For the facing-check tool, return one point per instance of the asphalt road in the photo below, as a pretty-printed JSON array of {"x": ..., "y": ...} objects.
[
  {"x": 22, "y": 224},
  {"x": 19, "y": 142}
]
---
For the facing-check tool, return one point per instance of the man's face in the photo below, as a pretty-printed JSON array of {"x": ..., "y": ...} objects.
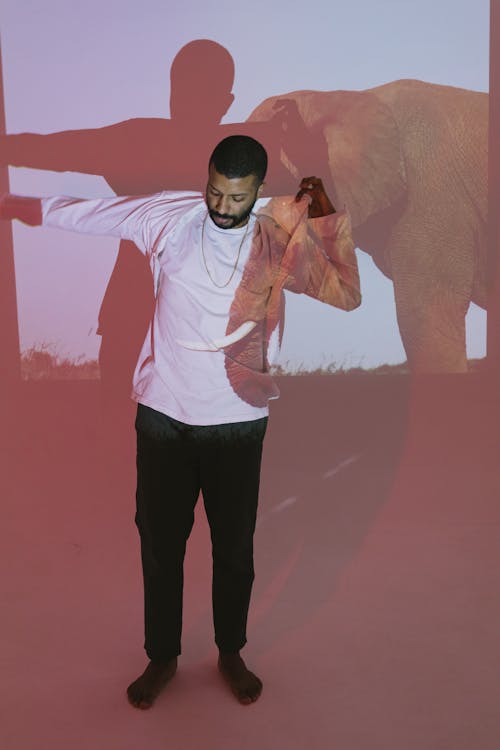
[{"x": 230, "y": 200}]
* * *
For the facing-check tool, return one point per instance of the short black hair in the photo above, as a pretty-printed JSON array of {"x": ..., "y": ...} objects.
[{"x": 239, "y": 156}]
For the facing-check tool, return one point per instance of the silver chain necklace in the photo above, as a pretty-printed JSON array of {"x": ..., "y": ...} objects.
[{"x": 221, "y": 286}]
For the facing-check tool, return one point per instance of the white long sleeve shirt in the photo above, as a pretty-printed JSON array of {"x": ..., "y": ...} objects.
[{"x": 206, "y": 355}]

▶ **What needs to be done**: Count the lines in the data that contain the word "above" and reply with the number alone.

▶ **Final result**: 3